### ASSIGNMENT
Every record below is to be restated verbatim, though its images are not.

### DATA FOR REVIEW
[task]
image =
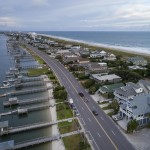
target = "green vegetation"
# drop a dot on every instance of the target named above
(91, 85)
(38, 72)
(88, 83)
(94, 88)
(81, 76)
(63, 111)
(113, 105)
(108, 95)
(76, 142)
(59, 92)
(76, 68)
(65, 127)
(132, 125)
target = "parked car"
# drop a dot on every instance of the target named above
(77, 113)
(73, 106)
(95, 112)
(81, 94)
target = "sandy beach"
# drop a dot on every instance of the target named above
(129, 50)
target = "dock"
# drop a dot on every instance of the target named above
(45, 139)
(29, 84)
(15, 101)
(22, 92)
(12, 130)
(20, 111)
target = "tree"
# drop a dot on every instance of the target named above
(88, 83)
(115, 106)
(132, 125)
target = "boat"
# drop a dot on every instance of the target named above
(6, 84)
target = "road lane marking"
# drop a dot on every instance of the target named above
(87, 108)
(93, 139)
(113, 132)
(102, 118)
(89, 119)
(81, 119)
(99, 135)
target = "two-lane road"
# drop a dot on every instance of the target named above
(102, 131)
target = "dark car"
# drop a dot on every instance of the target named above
(81, 94)
(95, 112)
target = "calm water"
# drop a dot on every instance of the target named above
(32, 117)
(136, 41)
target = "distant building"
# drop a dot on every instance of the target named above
(69, 57)
(8, 145)
(137, 108)
(81, 60)
(61, 52)
(111, 57)
(137, 60)
(103, 53)
(97, 68)
(112, 78)
(123, 94)
(84, 52)
(145, 84)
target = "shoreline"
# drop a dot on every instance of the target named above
(127, 50)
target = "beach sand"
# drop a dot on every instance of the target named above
(103, 46)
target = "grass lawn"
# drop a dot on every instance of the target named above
(76, 142)
(63, 111)
(65, 127)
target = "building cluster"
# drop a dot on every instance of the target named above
(134, 98)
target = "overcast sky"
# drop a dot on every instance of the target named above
(75, 15)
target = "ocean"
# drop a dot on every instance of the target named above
(129, 41)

### SOLUTION
[task]
image =
target = "green vegetation"
# drop a dot on every instance of the target named above
(91, 85)
(38, 72)
(88, 83)
(94, 88)
(81, 76)
(63, 111)
(113, 105)
(108, 95)
(76, 142)
(59, 92)
(76, 68)
(65, 127)
(132, 125)
target = "parked car"
# drop a dot on every instance of the target named above
(77, 113)
(73, 106)
(95, 112)
(81, 94)
target = "sandy beach"
# drop a dot on every instance of the target named above
(129, 50)
target = "dock"
# drop a dot on every instance of the target named above
(45, 139)
(29, 84)
(15, 101)
(22, 92)
(12, 130)
(20, 111)
target = "tree"
# drop a dot on every instance of the target named above
(88, 83)
(115, 106)
(132, 125)
target = "boat"
# drop a dot on every instance of the target named above
(6, 84)
target = "road lane marking"
# drop a dot on every instance of the target named above
(87, 108)
(93, 139)
(113, 132)
(102, 118)
(89, 119)
(81, 119)
(99, 135)
target = "two-lane road"
# drop a dot on every instance of the target named above
(102, 131)
target = "dark car"
# drop a dot on every instance of the target named above
(81, 94)
(95, 112)
target = "calm water"
# drop a dot on every instance of the target named above
(32, 117)
(136, 41)
target = "distant building"
# drop a dot on every instance of the target named above
(69, 57)
(8, 145)
(137, 108)
(81, 60)
(61, 52)
(111, 57)
(137, 60)
(103, 53)
(97, 68)
(112, 78)
(123, 94)
(84, 52)
(145, 84)
target = "shoreline"
# drop a dot on every instance of the target named above
(127, 50)
target = "beach sand"
# drop a dot on every instance of the target named above
(103, 46)
target = "grass lawn"
# drop a dot on every instance of the target named above
(76, 142)
(63, 111)
(65, 127)
target = "building cluster"
# drop a dot on every instance of the target named above
(134, 98)
target = "overcast sky"
# drop a dot on every instance of the target named above
(75, 15)
target = "ocean"
# drop a dot on every instance of the target named above
(129, 41)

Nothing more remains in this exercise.